▶ **Document extract**:

----------

Have you hugged a hellbender lately? Me neither.
Hellbenders aren’t exactly cuddly critters. They are a species of giant salamander, growing up to 3 feet long.
Hellbenders are slippery and slimy with beady eyes and like to hide under rocks. They are frequently mistaken for politicians.
But just because they are physically repulsive doesn’t mean hellbenders – like Lady GaGa – don’t deserve protection.
That’s why an outfit called the Center of Biological Diversity has filed a federal lawsuit against the U.S. Fish and Wildlife Service for failing to properly look out for the hellbender.
They want to grant the salamander endangered species status, Mother Nature’s version of the witness-protection program.
The lawsuit “seeks to force the federal government to move more aggressively to protect the hellbender from harm.”
The suit hits close to home because Tennessee is listed in the suit. The hellbender was once common to waters in East Tennessee, but over the years has grown increasingly scarce, like UT football victories.
I never realized hellbender abuse was a major national concern, but I suppose it’s nothing that a few billion tax dollars can’t soothe.

----------

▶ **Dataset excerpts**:
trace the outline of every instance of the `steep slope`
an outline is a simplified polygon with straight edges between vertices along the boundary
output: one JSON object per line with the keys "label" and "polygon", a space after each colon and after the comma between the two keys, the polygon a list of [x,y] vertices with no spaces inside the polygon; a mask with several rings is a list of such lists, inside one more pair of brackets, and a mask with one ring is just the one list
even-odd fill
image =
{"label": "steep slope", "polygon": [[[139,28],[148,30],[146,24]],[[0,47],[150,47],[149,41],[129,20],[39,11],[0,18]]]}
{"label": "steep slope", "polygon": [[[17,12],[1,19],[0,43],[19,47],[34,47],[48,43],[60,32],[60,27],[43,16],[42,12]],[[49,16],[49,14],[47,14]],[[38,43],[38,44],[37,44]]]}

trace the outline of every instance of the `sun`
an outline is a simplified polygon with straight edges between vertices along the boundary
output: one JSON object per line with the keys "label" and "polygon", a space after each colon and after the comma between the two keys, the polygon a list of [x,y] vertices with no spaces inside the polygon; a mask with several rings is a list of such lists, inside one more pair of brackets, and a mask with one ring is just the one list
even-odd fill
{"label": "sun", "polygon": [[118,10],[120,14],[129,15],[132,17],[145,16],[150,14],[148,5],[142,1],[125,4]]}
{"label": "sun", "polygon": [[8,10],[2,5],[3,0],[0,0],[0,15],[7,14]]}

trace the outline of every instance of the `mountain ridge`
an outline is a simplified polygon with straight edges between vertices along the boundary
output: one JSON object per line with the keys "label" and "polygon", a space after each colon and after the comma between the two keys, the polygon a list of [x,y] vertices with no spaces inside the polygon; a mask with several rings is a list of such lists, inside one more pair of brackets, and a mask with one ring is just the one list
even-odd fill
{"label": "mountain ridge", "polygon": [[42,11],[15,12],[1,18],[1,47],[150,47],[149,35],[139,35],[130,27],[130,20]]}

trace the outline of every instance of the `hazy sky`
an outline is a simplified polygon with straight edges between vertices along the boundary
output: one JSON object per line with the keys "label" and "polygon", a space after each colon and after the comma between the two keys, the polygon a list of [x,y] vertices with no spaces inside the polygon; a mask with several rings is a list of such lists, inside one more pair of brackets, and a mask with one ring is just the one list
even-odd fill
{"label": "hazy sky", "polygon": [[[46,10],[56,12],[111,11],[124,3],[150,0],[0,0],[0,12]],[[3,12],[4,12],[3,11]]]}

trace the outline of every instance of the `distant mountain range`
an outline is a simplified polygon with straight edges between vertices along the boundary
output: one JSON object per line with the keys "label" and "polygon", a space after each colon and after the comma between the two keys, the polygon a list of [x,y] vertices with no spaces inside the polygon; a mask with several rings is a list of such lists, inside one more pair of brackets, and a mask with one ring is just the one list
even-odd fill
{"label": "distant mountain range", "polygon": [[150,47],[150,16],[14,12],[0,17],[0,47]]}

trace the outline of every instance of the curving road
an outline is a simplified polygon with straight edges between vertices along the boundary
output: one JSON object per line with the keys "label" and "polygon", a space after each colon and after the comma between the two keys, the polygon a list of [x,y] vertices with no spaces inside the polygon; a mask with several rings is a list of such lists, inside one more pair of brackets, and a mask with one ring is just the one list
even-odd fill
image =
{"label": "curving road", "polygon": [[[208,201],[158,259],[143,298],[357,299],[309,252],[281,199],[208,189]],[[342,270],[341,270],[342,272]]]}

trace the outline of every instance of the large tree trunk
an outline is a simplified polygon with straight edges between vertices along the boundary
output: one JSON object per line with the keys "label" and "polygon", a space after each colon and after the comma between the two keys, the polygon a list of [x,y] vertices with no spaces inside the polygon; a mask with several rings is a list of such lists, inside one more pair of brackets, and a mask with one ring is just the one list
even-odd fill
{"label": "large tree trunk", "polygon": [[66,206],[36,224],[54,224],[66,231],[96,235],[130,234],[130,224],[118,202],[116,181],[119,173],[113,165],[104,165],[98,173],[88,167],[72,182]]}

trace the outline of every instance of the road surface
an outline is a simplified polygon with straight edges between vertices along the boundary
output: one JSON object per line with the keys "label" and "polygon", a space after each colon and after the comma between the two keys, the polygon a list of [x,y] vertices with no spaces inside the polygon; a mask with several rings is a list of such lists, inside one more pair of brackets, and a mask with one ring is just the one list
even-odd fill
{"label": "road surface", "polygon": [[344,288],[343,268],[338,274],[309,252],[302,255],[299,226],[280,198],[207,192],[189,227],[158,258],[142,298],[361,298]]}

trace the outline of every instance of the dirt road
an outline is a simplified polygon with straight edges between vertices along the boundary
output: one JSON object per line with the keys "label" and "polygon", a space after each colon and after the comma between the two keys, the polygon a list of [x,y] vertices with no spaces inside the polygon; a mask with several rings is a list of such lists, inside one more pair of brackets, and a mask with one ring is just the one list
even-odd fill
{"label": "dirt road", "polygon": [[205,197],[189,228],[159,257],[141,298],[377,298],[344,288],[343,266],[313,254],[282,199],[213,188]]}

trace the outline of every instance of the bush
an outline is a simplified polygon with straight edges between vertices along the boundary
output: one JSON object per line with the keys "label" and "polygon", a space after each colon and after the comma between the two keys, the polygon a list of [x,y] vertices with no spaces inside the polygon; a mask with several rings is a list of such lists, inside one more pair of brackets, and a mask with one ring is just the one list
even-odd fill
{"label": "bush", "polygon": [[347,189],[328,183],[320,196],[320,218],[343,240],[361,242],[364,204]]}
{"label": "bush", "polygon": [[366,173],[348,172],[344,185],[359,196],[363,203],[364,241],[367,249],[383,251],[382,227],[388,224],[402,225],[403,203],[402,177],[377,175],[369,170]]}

----------

▶ **Aim of the exercise**: Reproduce the stretch of the hellbender text from "The suit hits" through "UT football victories.", word for word.

▶ **Answer to this problem**:
The suit hits close to home because Tennessee is listed in the suit. The hellbender was once common to waters in East Tennessee, but over the years has grown increasingly scarce, like UT football victories.